Top of EXTRACTED RECORDS

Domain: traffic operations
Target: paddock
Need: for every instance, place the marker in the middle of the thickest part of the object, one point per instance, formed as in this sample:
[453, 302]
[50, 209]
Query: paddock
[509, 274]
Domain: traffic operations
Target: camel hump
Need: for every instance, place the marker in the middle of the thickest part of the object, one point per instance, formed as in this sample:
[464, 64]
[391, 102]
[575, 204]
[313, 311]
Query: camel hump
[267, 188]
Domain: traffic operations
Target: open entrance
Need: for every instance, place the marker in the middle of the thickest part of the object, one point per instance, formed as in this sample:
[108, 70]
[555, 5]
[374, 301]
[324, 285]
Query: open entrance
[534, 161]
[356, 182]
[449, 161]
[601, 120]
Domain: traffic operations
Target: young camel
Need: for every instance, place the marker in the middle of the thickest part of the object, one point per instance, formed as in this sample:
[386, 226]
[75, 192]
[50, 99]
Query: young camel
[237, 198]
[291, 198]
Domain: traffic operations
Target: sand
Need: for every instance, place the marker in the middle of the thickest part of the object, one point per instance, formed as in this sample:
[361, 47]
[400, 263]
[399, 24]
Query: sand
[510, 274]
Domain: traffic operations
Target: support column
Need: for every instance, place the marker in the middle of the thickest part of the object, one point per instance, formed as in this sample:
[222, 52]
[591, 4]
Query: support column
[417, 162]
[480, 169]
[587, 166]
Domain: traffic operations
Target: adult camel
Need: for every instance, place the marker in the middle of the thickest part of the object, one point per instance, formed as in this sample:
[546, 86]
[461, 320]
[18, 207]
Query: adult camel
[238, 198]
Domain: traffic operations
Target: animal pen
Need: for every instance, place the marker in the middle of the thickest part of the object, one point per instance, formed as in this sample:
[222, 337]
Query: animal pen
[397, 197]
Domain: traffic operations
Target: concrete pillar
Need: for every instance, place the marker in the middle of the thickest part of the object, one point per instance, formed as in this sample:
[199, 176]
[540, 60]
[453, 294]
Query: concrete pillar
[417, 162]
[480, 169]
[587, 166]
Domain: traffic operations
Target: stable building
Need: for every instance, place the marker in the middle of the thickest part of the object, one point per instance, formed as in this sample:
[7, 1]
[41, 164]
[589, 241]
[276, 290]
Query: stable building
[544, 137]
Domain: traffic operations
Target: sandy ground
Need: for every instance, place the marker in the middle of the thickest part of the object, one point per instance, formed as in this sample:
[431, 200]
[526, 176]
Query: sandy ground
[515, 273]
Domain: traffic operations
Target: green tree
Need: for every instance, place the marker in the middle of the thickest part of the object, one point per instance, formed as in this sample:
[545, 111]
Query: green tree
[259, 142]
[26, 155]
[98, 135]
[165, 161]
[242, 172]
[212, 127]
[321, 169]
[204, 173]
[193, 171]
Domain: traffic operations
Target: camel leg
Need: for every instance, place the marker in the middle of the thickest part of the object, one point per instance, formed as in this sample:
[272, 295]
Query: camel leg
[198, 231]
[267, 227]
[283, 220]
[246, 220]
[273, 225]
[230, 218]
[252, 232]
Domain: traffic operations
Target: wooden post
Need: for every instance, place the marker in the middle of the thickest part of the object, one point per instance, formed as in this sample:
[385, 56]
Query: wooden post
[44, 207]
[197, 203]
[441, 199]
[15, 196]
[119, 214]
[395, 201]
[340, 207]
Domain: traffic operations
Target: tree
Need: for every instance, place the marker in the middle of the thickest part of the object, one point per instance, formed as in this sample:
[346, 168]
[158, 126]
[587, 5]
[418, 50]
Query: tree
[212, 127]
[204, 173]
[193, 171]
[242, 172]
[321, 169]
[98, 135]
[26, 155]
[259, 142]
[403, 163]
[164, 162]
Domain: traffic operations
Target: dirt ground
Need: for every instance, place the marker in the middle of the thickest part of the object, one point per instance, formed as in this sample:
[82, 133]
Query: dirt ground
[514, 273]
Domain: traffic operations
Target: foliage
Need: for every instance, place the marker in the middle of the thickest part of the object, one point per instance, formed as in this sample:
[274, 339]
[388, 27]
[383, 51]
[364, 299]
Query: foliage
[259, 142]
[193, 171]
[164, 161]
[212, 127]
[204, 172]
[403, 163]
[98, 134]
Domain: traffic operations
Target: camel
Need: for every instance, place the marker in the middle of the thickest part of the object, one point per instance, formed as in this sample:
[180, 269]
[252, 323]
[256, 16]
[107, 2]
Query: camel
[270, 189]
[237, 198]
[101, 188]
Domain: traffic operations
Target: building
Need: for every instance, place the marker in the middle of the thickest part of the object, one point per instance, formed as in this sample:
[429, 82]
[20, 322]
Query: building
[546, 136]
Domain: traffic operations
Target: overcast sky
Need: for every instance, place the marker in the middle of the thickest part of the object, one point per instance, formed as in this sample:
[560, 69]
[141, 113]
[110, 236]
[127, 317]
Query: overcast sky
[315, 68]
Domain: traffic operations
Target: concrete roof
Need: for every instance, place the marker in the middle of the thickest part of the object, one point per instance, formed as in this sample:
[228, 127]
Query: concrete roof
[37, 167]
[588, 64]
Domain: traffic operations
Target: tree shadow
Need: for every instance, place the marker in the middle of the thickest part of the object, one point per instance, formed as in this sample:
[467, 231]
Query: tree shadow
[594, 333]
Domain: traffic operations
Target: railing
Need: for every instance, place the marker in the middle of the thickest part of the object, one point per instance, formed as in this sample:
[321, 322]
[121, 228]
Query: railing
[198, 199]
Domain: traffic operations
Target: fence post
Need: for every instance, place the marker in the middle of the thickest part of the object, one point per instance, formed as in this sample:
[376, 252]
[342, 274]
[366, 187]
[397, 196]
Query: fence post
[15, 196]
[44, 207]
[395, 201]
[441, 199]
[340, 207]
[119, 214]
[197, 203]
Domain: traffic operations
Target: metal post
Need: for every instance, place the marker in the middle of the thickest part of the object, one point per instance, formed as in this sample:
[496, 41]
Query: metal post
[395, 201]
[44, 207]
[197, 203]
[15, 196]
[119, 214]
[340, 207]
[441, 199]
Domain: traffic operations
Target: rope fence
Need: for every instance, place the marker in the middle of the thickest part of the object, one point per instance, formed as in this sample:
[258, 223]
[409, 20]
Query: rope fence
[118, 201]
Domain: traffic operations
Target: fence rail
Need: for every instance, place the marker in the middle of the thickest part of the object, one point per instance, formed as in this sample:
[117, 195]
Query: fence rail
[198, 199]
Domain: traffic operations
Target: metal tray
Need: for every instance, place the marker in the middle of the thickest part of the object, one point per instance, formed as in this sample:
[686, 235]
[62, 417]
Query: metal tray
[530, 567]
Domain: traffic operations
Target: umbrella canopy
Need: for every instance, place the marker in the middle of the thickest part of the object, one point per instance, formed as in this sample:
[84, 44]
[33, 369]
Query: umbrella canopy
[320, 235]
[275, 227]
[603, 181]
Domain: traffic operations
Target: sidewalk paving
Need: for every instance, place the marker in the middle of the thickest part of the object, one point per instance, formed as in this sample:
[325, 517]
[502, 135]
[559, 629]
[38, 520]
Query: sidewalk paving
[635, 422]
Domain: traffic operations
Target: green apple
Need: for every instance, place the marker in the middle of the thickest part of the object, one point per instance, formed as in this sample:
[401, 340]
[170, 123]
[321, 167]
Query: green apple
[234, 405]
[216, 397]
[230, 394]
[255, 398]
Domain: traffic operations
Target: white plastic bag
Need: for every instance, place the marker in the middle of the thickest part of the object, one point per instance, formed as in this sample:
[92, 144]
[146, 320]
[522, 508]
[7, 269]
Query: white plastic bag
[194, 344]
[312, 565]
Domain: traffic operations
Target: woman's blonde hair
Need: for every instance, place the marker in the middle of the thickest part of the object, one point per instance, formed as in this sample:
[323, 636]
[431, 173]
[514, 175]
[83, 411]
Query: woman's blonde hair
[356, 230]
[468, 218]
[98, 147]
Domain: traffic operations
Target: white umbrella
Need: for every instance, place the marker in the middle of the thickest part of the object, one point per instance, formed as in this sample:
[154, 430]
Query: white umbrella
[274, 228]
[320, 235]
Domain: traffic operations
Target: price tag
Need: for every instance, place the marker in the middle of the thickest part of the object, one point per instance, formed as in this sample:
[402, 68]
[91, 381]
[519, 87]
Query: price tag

Bottom of EXTRACTED RECORDS

ACTIVITY: Within the data above, the lines from the one with "Target: sandy ground" to the one with "Target: camel leg" must be repeated exactly; no other line belongs in the answer.

WRITTEN RESPONSE:
Target: sandy ground
Need: for every instance, place the marker in the middle of the thickest part of the object, one point per instance, formed as in this sample:
[431, 200]
[526, 176]
Query: sandy ground
[515, 273]
Domain: traffic operations
Target: green tree
Need: for every instance, place the marker in the middle of the thickest part of the object, one point per instance, formed as in this sample:
[545, 111]
Query: green tree
[259, 142]
[26, 155]
[98, 135]
[165, 161]
[242, 172]
[212, 127]
[321, 169]
[204, 173]
[193, 171]
Domain: traffic operations
Target: camel leg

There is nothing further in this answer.